» **TEXT TO READ**:
Java Riak client can't handle a Riak node failure?

Alex Moore amoore at basho.com
Mon Feb 22 11:15:57 EST 2016


>
> That's the correct behaviour: it should return true iff a value was
> actually deleted.


Ok, if that's the case you should do another FetchValue after the deletion
(to update the response.hasValues()) field, or use the async version of the
delete function. I also noticed that we weren't passing the vclock to the
Delete function, so I added that here as well:

public boolean delete(String key) throws ExecutionException,
InterruptedException {

    // fetch in order to get the causal context
    FetchValue.Response response = fetchValue(key);

    if(response.isNotFound())
    {
        return ???; // what do we return if it doesn't exist?
    }

    DeleteValue deleteValue = new DeleteValue.Builder(new
Location(namespace, key))

.withVClock(response.getVectorClock())
                                             .build();

    final RiakFuture<Void, Location> deleteFuture =
client.executeAsync(deleteValue);

    deleteFuture.await();

    if(deleteFuture.isSuccess())

» **EXTRACTED ENTRIES**:
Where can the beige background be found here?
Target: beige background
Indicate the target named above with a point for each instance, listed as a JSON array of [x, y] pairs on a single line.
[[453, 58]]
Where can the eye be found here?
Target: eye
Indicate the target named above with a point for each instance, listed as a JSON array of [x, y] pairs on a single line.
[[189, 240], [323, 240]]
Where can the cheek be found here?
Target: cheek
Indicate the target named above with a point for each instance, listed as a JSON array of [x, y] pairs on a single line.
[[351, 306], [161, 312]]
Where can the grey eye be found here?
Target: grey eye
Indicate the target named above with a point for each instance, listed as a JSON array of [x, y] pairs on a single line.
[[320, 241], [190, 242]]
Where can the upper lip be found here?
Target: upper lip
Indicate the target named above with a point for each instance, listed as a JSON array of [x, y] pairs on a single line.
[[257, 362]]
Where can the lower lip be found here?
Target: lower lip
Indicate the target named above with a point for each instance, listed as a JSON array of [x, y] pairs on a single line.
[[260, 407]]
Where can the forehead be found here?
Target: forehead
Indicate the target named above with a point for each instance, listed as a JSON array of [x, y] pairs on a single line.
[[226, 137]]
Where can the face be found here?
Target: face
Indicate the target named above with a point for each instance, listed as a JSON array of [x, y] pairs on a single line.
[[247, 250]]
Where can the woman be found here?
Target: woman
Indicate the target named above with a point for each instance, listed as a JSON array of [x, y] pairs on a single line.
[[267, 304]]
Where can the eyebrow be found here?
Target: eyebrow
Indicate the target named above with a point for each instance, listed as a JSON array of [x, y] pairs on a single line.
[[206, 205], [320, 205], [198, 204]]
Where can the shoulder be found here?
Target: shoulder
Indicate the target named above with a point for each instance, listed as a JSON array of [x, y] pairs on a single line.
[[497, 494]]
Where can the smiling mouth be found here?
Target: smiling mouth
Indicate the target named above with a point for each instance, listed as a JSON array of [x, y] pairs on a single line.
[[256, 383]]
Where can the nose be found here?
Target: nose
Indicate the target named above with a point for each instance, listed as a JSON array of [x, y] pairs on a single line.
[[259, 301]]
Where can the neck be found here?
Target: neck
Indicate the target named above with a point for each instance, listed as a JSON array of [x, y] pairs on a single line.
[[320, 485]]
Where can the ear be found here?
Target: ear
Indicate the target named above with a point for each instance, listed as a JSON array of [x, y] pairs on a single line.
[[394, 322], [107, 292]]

» **TO-DO LIST**:
1. In the Java code of the Riak client post, list every local variable declared inside the body of the delete method, along with the type each is declared with.
2. Repeat the passage of the Riak client post that begins at the words "Ok, if that's" and stops after the words "it doesn't exist?".

» **SOLUTIONS IN ORDER**:
1.
- response, of type FetchValue.Response
- deleteValue, of type DeleteValue
- deleteFuture, of type RiakFuture<Void, Location>

2.
Ok, if that's the case you should do another FetchValue after the deletion
(to update the response.hasValues()) field, or use the async version of the
delete function. I also noticed that we weren't passing the vclock to the
Delete function, so I added that here as well:

public boolean delete(String key) throws ExecutionException,
InterruptedException {

    // fetch in order to get the causal context
    FetchValue.Response response = fetchValue(key);

    if(response.isNotFound())
    {
        return ???; // what do we return if it doesn't exist?